__EXERCISE GOAL__: Please format every line of the data below as a numbered list, leaving out any blank lines.

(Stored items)
--------------------

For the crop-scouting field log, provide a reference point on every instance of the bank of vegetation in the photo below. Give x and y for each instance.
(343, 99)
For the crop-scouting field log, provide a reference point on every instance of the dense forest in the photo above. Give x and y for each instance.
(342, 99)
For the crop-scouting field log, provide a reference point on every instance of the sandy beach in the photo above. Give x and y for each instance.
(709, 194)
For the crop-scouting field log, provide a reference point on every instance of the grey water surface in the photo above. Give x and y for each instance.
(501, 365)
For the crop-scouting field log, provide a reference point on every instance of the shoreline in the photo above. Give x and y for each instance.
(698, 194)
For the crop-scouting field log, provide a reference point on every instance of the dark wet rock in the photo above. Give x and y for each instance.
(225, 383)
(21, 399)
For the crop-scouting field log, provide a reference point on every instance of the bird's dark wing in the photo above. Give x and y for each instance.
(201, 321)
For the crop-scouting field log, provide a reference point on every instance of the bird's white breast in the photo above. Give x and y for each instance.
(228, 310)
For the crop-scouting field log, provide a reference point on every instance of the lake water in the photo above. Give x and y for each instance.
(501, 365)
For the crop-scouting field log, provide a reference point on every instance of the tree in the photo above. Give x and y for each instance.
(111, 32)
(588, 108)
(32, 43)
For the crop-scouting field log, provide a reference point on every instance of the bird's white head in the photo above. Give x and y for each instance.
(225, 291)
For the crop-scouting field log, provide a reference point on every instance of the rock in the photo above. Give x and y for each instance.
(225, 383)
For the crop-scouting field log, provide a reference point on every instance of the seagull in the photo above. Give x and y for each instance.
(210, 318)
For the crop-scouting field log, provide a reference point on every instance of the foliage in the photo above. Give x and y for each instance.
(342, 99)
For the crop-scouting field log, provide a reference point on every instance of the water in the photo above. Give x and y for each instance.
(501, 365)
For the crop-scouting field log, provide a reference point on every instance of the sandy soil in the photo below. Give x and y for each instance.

--------------------

__WRITTEN SOLUTION__:
1. For the crop-scouting field log, provide a reference point on every instance of the bank of vegetation in the photo below. Give x and y for each instance.
2. (343, 99)
3. For the crop-scouting field log, provide a reference point on every instance of the dense forest in the photo above. Give x and y for each instance.
4. (342, 99)
5. For the crop-scouting field log, provide a reference point on every instance of the sandy beach in the photo above. Give x and y for each instance.
6. (709, 194)
7. For the crop-scouting field log, provide a reference point on every instance of the grey water surface in the photo above. Give x and y for each instance.
8. (501, 365)
9. For the crop-scouting field log, provide a reference point on every instance of the shoreline in the photo above. Give x and y for each instance.
10. (698, 194)
11. For the crop-scouting field log, provide a reference point on every instance of the dark wet rock in the photo above. Give x and y for each instance.
12. (225, 383)
13. (21, 399)
14. For the crop-scouting field log, provide a reference point on every instance of the bird's dark wing in the photo above. Give x and y for each instance.
15. (201, 321)
16. For the crop-scouting field log, provide a reference point on every instance of the bird's white breast in the photo above. Give x and y for each instance.
17. (228, 310)
18. For the crop-scouting field log, provide a reference point on every instance of the lake water in the photo above. Give x and y for each instance.
19. (501, 365)
20. For the crop-scouting field log, provide a reference point on every instance of the tree in the photo above. Give x and y for each instance.
21. (111, 32)
22. (588, 108)
23. (32, 43)
24. For the crop-scouting field log, provide a reference point on every instance of the bird's white head in the photo above. Give x and y for each instance.
25. (225, 291)
26. For the crop-scouting field log, provide a reference point on every instance of the rock in the photo above. Give x and y for each instance.
27. (225, 383)
28. For the crop-scouting field log, provide a reference point on every instance of the seagull in the photo above. Give x and y for each instance.
29. (210, 318)
30. For the crop-scouting field log, provide a reference point on every instance of the foliage in the photo above. Give x and y for each instance.
31. (342, 99)
32. For the crop-scouting field log, provide a reference point on every instance of the water in the photo above. Give x and y for each instance.
33. (501, 365)
34. For the crop-scouting field log, provide a reference point on every instance of the sandy soil in the photo below. Give x and y for each instance.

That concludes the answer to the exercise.